┌─ SELECTED EXTRACT

If these 2 things are not possible for you because of time limitations (understandable - like a lot of people), then stay out of breeding dogs and leave it do those that do.
Anyway - no offense meant at all - please don't take it that way - this is just an honest opinion from someone who has learned the hard way to stay out of breeding and support the folks who have the time, money and energy to make it their life's passion.
Best regards,
Chuck


----------



## Brian Anderson (Dec 2, 2010)

what are your goals with breeding?


----------



## Jackie Lockard (Oct 20, 2009)

Charles Lerner said:


> Rashae,
> It seems like there are a lot of people out there now saying what they do is "personal protection" - to me, this often just a cop out for not putting the effort of working towards a title. Now I know there are plenty of serious people out there that do a great job at "personal protection", but like I said, more often than not, these are folks who like "tough" dogs and like to fool around with bitework because its cool.


I'm glad it isn't only me that noticed this. When I got my last pup every female in the pedigree had "PPD" listed in the titled section. The males were not titled by them, they were titled by other handlers or used outside stud dogs. Point is, I certainly rolled my eyes about it. I like my dog and his drives, but had I not seen pups of this previous repeat breeding I would have continued my search. I definitely agree that "PPD" seems to be some cop out. I'd like some kind of proof of the dog's "PPD" training, if I were looking at a litter.


----------



## rick smith (Dec 31, 2010)

sometimes you guys are just too nice 

the breeding advice has been excellent IF the OP was "how can i learn how to be a breeder", but it wasn't ..... to me read like an ad or a brag for a great sounding dog ... lets see if those stills were clips from a video that is soon to be posted to back up the hype  
- fwiw, the OP didn't include age of the dog just some name dropping on the breed lines

- but anyone who couldn't see what was going on by the way the original post was written : "here's my dog - she's awesome, fearless, and here's a couple pics of her in action" ... needs to get their prescription upgraded 

hope the vids are soon to be posted that shows her "breeding potential" and i'm sure the health info will be there too since he isn't posting on a pet forum


----------



## Adam Swilling (Feb 12, 2009)

Rashae, I have to agree with what's been posted so far. I'm sure your dog is great, but I could say the same things about my female and I'll be the first to tell you, she's not ready to breed. Same traits: nice prey,good civil side, out of good lines, built like a male, blah blah blah. She's not ready. There's still some maturing to do, especially mentally. And there's ALOT of questions you have to answer for yourself; others have already posted some. What are your goals with the breeding? Health testing? Hips? Back? Elbows? And I've got to agree with Maren, and it's more like 4 months to devote to a litter: 2 during the pregnancy and at least 2 after whelping for everything else. And that's if nothing goes wrong. Have you researched lines to see what actually goes well with your female's? Your dog may be an absolute world beater, doesn't mean she can produce that. Are you ready for that? How honest are you being with yourself about her weaknesses? They ALL have them. And at 18 months you don't know them all yet. As you can see there's much more to consider than just tying two nice dogs together and waiting. As someone has already stated, SLOW DOWN. If she's everything you say she is then you've got nothing but time.

└─

Continue the forum thread above about whether to breed a young female dog, starting right after its final sentence.

┌─ EXTRACTED MATERIAL

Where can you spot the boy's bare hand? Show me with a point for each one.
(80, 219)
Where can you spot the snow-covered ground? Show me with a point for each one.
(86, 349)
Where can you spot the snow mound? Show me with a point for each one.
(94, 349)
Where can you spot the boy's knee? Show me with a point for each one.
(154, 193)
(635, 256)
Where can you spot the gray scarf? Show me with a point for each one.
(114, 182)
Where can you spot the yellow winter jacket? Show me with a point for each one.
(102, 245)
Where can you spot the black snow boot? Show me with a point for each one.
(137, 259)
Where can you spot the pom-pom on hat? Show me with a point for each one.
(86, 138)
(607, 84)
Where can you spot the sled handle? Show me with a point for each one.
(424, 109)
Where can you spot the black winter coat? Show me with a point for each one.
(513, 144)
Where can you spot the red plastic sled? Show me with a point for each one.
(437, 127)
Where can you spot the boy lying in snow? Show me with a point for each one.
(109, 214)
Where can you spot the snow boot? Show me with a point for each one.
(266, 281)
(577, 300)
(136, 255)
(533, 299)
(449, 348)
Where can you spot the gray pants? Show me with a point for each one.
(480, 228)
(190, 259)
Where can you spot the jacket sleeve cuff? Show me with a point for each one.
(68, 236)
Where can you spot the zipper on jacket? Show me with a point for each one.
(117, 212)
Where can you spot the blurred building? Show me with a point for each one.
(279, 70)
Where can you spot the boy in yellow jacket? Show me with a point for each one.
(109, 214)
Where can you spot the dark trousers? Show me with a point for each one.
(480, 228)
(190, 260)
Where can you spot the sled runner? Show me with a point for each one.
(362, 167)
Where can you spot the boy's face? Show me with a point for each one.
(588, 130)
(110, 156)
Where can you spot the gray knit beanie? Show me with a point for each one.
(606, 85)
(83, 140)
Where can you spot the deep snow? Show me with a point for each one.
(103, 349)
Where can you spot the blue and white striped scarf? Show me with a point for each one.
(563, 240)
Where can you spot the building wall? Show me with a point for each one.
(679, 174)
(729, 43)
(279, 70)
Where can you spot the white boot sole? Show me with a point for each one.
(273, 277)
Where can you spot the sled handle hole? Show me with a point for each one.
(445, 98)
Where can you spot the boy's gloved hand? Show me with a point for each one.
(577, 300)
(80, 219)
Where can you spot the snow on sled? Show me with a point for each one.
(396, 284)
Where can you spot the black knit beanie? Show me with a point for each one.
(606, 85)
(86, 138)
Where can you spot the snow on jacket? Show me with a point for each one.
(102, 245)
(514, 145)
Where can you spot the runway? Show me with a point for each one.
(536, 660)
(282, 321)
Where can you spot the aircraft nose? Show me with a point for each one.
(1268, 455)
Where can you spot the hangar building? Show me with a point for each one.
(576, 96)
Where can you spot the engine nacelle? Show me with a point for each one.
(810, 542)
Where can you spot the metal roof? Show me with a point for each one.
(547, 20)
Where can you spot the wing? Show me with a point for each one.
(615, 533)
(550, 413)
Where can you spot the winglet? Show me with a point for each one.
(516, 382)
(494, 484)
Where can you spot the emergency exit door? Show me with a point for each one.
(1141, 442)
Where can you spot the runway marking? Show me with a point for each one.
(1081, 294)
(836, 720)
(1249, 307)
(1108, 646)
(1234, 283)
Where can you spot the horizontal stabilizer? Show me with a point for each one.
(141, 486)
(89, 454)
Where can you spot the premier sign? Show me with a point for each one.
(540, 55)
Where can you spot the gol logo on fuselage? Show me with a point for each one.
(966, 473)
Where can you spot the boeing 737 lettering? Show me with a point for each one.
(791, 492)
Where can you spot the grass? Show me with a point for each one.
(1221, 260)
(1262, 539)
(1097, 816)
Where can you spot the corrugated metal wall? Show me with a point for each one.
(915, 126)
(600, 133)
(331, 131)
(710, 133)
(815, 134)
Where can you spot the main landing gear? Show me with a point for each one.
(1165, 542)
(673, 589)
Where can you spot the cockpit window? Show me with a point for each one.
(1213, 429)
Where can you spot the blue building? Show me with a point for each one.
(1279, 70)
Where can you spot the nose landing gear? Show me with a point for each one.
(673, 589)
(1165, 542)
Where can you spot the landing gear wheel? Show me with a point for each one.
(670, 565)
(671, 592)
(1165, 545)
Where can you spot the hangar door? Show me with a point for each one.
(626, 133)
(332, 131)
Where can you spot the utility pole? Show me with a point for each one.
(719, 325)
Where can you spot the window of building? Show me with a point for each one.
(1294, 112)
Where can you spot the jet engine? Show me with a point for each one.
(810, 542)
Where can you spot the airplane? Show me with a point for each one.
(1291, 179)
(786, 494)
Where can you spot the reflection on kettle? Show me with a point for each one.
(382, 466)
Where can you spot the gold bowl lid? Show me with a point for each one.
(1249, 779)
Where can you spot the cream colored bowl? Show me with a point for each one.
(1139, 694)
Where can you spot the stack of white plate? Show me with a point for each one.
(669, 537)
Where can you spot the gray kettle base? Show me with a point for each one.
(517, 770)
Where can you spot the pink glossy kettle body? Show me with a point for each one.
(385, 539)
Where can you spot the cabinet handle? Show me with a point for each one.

└─

* _TASK OUTPUT_
----------



## Rashae Lamar (Feb 19, 2011)

thanks for all the advise and i will take them all into consideration. happy thanksgiving to all and support the troops


----------



## Thomas Barriano (Mar 27, 2006)

Here you go

http://www.homedepot.com/webapp/wcs...inder&langId=-1&storeId=10051&catalogId=10053 ;-)


----------



## Maren Bell Jones (Jun 7, 2006)

rick smith said:


> - fwiw, the OP didn't include age of the dog just some name dropping on the breed lines


Rick, here's his intro post from February 2011. So 9 months later, she'd be 18 months.



Rashae Lamar said:


> whats going on everyone Im a dog handler in the army stationed at ft myer but I also have a *9mon old dutch female* ( Timo x Teeka ) that im training in personal protection. I look forward to talking to everyone and possibly training with some of you.


----------



## Erynn Lucas (Dec 10, 2008)

No time to title = no time to rear puppies IMO. I am not against untitled dogs being used in breeding, but if the sole reason she isn't titled is because of time issues... buddy you have no idea what goes in to properly rearing a litter.


----------



## Melissa Thom (Jun 21, 2011)

Erynn Lucas said:


> No time to title = no time to rear puppies IMO. I am not against untitled dogs being used in breeding, but if the sole reason she isn't titled is because of time issues... buddy you have no idea what goes in to properly rearing a litter.


Forgive me if I'm woefully ignorant of how trials work but aren't they on weekends? Has no one here ever worked a weekend wrap schedule in a job with very limited time off on those days? I know I did for about five years and yep - I didn't go to much of anything related to dogs during those 5 years because what is on Tuesday and Wednesdays besides club meetings? 40 hrs a week at a job doesn't make someone incapable of rearing dogs "the right way" but if work happens to fall on Saturday and Sunday good luck titling without sending the dog with a handler. 

Now I don't know if that is the case for the OP but I can't say that it's not. There are a lot of reasons why someone might not be free on common competition days though with consistency.


----------



## Maren Bell Jones (Jun 7, 2006)

Probably depends on what sport they are titling in. I've done a couple Schutzhund trials on a Friday. We've had dock diving trials on a Wednesday. :grin: They're definitely around. In PSA, there are maybe one or two trials a year without having to drive over 6-7 hours in my area. So if it's important to you, you'll probably make time for it, even if you have to take vacation days to trial. JMHO.


----------



## Kadi Thingvall (Jan 22, 2007)

Generally trials are on weekends, but I've helped host trials on Mondays, Tuesdays and Fridays. And most people do have vacation time that can be taken if they really wanted to title the dog. I know people who work weekends but still manage to make it to trials.

Don't know the OPs situation, but IMO where there is a will, there is a way. Even if it means working with an organization and hosting your own trial on the date of your choice. I have also seen club members who can't make a trial have another member handle their dog for them, just for a few training sessions leading up to the trial, then the trial itself. If someone wants to title a dog, they will figure out a way to do it.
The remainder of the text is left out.